## Texto de origem
Um ano após a tragédia que matou 242 pessoas na boate Kiss e escancarou as condições precárias das casas noturnas brasileiras, ISTOÉ visita baladas do eixo Rio-São Paulo e constata que elas continuam perigosamente inseguras
Mariana Brugger, Raul Montenegro, Simone Felício e Wilson Aquino
Depois que passa, a gente se dá conta do absurdo que é um jovem entrar num buraco daqueles e sair morto”, diz Elaine Gonçalves, que há um ano perdeu dois filhos no incêndio da boate Kiss, em Santa Maria (RS). No dia 27 de janeiro de 2013, depois de um dia de calor intenso no interior gaúcho, 242 pessoas morreram na tragédia que escancarou ao País as condições precárias das casas noturnas brasileiras. Na época, muitas promessas foram feitas – com estabelecimentos e autoridades de todas as esferas se comprometendo a endurecer medidas de combate ao fogo no território nacional. Um ano depois, porém, quase nada saiu do papel e muitos dos “buracos” continuam funcionando sem condições mínimas de proteção. Em um deles, visitado por ISTOÉ, uma pessoa pode se deparar com uma parede de tijolos ao abrir a porta de emergência que deveria levá-la ao lado de fora.
HORROR
27 de janeiro de 2013: pânico em Santa Maria na madrugada
da tragédia. Um ano depois, ninguém foi punido
27 de janeiro de 2013: pânico em Santa Maria na madrugada
da tragédia. Um ano depois, ninguém foi punido
A imagem que beira o surreal pode ser vista numa casa de shows
localizada entre os bairros de Pinheiros e Vila Madalena, dois dos mais
badalados de São Paulo. A reportagem foi a boates da capital paulista e
do Rio de Janeiro na semana passada para verificar as condições de
segurança das baladas, o que já havia feito no ano passado, e constatou
que pouca coisa mudou.

## Conjunto de itens
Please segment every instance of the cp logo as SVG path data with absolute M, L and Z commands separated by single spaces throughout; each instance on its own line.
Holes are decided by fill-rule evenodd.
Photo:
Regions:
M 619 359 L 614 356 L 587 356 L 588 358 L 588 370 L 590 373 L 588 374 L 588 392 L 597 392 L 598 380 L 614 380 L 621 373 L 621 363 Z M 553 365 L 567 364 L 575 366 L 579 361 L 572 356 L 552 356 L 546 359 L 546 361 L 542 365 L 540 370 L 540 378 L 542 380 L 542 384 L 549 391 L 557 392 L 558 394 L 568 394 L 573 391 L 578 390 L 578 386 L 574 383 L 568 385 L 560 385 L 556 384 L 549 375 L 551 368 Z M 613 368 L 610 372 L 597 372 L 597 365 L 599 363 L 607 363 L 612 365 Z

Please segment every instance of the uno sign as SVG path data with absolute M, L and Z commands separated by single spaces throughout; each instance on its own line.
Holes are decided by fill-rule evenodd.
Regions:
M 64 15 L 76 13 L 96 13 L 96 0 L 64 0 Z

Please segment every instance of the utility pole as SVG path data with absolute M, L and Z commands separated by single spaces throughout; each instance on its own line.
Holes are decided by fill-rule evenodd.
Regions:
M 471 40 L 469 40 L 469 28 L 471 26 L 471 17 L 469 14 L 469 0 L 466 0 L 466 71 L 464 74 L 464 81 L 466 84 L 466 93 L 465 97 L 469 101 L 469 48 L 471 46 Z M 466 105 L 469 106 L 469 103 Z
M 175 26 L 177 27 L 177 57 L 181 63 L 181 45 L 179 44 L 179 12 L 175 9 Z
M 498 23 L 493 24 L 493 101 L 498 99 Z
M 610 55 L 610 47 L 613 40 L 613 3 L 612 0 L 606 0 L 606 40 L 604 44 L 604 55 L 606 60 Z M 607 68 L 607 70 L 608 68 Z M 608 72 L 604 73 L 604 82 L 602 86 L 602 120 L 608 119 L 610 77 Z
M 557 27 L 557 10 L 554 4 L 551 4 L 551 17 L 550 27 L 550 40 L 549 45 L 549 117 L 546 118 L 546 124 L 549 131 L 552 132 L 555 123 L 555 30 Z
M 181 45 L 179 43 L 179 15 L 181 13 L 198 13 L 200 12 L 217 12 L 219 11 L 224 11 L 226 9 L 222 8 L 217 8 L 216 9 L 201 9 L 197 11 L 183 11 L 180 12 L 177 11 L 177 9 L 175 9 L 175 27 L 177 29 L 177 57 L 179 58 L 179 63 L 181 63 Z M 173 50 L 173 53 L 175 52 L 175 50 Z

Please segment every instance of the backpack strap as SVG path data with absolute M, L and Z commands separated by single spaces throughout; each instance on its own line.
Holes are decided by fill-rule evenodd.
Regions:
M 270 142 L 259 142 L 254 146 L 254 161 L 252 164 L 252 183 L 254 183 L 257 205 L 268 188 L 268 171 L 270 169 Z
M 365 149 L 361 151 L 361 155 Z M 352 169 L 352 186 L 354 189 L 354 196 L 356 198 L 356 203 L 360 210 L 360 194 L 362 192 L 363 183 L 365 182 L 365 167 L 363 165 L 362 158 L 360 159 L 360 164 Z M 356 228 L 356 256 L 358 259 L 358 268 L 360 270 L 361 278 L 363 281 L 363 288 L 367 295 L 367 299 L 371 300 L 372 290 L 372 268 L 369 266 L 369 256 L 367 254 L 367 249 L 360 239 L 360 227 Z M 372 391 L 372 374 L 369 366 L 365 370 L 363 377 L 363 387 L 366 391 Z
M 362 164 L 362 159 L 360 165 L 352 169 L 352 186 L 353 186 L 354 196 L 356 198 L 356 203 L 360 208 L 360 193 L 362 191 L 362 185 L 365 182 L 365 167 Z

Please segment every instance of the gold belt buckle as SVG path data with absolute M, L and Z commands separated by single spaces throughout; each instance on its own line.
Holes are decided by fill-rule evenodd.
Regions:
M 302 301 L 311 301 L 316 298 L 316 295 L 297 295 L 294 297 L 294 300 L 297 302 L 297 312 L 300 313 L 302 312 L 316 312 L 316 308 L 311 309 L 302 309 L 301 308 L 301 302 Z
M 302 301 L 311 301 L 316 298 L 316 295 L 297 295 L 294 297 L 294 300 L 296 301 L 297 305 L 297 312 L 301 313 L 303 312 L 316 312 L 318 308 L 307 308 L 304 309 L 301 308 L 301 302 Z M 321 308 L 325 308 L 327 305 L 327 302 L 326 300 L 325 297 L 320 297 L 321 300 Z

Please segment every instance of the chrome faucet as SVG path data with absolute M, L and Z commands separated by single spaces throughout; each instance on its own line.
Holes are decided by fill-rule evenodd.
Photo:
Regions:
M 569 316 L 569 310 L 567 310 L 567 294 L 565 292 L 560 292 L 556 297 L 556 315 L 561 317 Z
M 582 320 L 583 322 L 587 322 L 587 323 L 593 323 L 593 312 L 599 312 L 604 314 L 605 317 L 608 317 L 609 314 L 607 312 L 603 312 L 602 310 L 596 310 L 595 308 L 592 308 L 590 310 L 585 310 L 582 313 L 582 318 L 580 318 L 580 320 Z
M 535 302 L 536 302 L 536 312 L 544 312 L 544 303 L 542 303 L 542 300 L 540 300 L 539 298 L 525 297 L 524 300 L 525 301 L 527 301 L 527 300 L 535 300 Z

## Detalhes do problema
Segundo o texto sobre a segurança das casas noturnas, com o que uma pessoa pode se deparar ao abrir a porta de emergência de uma das casas visitadas pela ISTOÉ?

## Resposta comentada
Com uma parede de tijolos.